• _Source extract_
▼▼▼
"Jenner wondered if the pus from the milkmaid's cowpox blisters was somehow preventing them from contracting smallpox," McFedries said.
To test this hypothesis, Jenner extracted some cowpox pus and inoculated an 8-year-old girl with it (a practice that would now be deemed unethical in the practice of medical studies).
Jenner found that the cowpox virus did make the little girl immune to smallpox. In naming this new medical advancement, Jenner turned to classical Latin.
He called his injection the "vaccine virus". The word vaccine is derived from the Latin word "vacca" meaning cow.
"By 1846, the word vaccine was in general use as any substance that inoculates against a disease," McFedries said.
We are all familiar with the nasty signs of nausea, feeling queasy and having the unwanted urge to bury your head in a toilet to vomit.
We know it to mean "you're not feeling exactly ship-shape," McFedries said.
▲▲▲
• _Records shown_
▼▼▼
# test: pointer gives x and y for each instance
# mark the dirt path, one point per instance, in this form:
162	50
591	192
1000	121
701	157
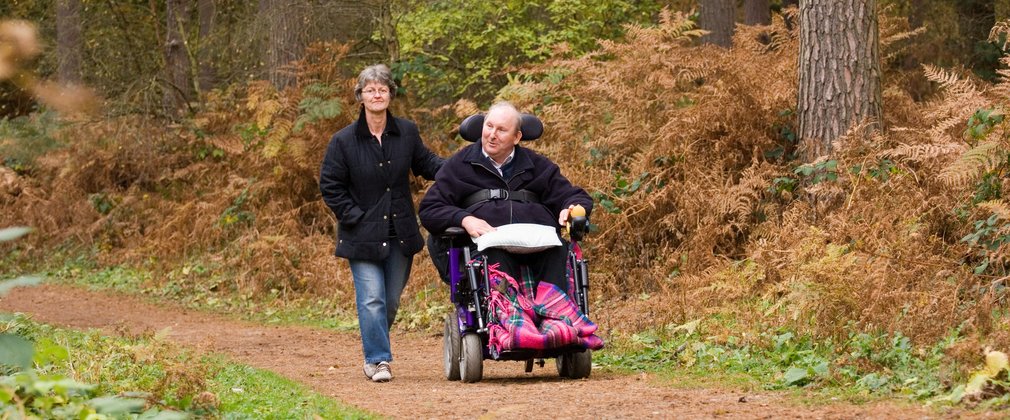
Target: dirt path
329	362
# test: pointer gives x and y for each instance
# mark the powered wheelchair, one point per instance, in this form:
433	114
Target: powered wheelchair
466	339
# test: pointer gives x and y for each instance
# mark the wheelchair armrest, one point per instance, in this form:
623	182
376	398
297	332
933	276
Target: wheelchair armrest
453	232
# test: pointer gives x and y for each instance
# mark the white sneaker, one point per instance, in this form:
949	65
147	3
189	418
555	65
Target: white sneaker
378	372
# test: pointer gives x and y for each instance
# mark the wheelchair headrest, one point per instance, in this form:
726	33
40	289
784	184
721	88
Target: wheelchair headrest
472	127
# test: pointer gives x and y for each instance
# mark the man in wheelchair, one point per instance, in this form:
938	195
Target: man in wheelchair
495	182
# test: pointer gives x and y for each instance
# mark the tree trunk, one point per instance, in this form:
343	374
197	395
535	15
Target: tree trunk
839	72
206	14
70	44
1002	9
756	12
387	26
178	91
285	23
718	17
975	19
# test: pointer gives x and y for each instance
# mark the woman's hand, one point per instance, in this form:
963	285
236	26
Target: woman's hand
476	226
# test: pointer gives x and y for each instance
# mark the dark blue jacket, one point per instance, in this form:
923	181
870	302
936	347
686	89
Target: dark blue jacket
469	171
367	185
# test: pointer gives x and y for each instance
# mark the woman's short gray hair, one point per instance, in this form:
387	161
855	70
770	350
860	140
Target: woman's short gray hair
376	73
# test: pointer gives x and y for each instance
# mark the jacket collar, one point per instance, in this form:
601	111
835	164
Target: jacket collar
362	126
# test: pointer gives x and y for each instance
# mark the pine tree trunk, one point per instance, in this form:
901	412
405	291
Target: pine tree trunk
178	91
70	44
839	72
285	38
206	13
718	17
756	12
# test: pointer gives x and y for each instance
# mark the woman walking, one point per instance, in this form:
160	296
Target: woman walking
365	181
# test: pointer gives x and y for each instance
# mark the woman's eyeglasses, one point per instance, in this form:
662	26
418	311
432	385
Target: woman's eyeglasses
371	92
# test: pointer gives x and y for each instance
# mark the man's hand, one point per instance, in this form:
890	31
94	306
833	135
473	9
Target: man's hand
476	226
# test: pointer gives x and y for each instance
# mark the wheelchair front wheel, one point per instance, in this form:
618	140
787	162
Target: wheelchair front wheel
576	364
472	358
450	347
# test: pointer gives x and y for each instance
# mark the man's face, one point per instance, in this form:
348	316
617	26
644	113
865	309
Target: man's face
500	133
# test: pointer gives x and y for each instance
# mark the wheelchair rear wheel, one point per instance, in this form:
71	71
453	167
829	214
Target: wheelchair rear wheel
576	364
472	358
450	347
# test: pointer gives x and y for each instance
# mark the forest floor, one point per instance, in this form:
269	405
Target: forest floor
330	362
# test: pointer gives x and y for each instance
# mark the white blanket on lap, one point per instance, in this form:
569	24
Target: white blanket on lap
519	238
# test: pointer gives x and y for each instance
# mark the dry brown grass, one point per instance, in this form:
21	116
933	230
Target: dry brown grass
700	129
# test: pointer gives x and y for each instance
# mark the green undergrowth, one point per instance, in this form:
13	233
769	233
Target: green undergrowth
166	379
860	368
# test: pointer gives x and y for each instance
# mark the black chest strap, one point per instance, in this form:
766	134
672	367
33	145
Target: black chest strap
500	194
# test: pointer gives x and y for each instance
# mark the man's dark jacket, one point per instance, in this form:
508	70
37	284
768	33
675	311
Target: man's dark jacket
367	186
469	171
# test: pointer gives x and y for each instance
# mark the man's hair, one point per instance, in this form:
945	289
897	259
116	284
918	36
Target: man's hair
508	105
375	73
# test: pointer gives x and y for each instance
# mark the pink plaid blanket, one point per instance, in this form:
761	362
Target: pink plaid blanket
548	320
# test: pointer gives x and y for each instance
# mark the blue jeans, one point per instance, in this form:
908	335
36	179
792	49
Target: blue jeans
378	286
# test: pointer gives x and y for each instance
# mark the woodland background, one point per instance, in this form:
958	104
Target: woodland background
184	138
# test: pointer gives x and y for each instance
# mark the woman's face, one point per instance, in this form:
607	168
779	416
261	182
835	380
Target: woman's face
376	97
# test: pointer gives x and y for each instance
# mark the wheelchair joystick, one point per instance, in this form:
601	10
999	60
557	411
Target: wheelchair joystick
578	222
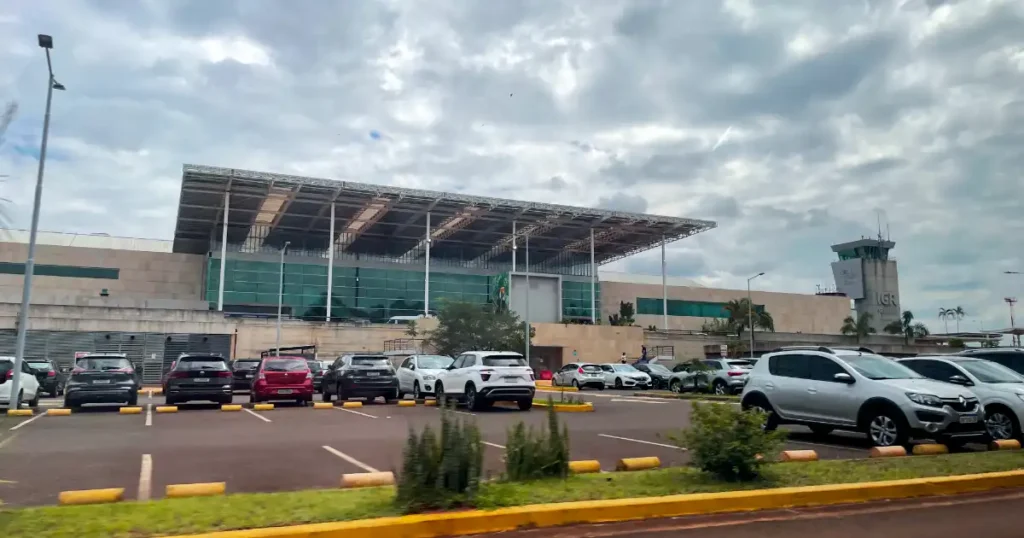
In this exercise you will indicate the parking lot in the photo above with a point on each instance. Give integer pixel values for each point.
(292, 448)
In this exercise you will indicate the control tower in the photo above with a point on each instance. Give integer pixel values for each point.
(865, 274)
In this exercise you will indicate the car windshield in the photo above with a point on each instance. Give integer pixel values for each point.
(286, 365)
(504, 360)
(102, 364)
(877, 367)
(988, 372)
(371, 362)
(434, 362)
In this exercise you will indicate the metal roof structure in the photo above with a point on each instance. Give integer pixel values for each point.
(265, 210)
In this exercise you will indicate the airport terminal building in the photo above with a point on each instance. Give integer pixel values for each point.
(347, 257)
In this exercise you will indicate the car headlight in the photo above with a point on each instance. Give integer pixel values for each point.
(925, 400)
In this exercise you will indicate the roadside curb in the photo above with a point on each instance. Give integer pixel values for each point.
(542, 515)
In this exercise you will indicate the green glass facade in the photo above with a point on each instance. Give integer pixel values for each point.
(649, 306)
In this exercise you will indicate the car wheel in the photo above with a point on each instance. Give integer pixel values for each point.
(886, 428)
(472, 400)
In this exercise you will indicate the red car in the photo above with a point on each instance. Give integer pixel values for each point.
(283, 378)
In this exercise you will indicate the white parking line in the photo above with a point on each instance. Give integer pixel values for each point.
(27, 422)
(257, 415)
(350, 459)
(368, 415)
(145, 478)
(642, 442)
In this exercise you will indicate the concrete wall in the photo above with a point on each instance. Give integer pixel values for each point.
(153, 277)
(792, 312)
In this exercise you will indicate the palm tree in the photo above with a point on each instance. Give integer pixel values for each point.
(859, 327)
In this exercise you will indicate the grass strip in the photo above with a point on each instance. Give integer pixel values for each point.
(133, 520)
(688, 396)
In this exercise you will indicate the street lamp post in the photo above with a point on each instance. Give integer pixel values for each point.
(281, 292)
(46, 42)
(750, 311)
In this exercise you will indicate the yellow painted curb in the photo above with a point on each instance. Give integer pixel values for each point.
(367, 480)
(178, 491)
(799, 455)
(1008, 444)
(561, 513)
(887, 452)
(91, 496)
(587, 465)
(650, 462)
(930, 450)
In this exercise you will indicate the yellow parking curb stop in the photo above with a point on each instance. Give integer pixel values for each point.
(367, 480)
(588, 465)
(887, 452)
(1005, 444)
(650, 462)
(179, 491)
(91, 496)
(930, 450)
(799, 455)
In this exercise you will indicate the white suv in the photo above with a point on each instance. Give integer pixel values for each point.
(856, 389)
(480, 378)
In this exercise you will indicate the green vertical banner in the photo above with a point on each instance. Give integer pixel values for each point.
(500, 293)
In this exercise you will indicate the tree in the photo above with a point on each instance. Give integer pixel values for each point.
(465, 326)
(859, 327)
(626, 316)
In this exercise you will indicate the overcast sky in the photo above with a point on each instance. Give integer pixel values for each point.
(791, 125)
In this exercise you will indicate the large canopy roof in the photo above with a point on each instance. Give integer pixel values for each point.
(266, 210)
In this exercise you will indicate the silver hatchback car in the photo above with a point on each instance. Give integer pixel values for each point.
(856, 389)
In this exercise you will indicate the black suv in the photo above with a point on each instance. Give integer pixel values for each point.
(199, 377)
(101, 378)
(360, 376)
(51, 379)
(1012, 358)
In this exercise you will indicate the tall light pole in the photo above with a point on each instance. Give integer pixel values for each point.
(281, 292)
(46, 42)
(750, 311)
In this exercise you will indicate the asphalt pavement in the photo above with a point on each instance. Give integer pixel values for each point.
(293, 448)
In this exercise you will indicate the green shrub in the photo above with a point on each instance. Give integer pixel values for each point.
(726, 441)
(440, 472)
(530, 455)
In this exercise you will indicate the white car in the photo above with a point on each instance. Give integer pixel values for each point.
(418, 374)
(29, 384)
(480, 378)
(999, 388)
(624, 376)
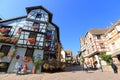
▲▲▲
• _Things to do_
#1 In the passage on word origins, rewrite the paragraph beginning "He called his injection" as a single shorter sentence that keeps its main facts.
#2 According to the passage on word origins, by what year had the word vaccine come into general use for any substance that inoculates against a disease?
#3 Continue the passage on word origins from its final sentence.

• _Your written answers_
#1 Jenner named his injection the "vaccine virus," taking "vaccine" from the Latin "vacca," meaning cow.

#2 By 1846.

#3
"That's true physically, but it's also true etymologically," McFedries added.
The word "nausea" has Greek origins, where their term for seasickness was nausia. This term is actually a combination of two words in the Greek language -- naus meaning ship and the suffix -ia meaning sickness.
When put together, the word nausia literally means ship sickness, referring to that uneasy feeling that some may get after staying too long on a rocking boat.
We now use it as a word to signify the symptom of wanting to throw up, whether you're on a ship or not.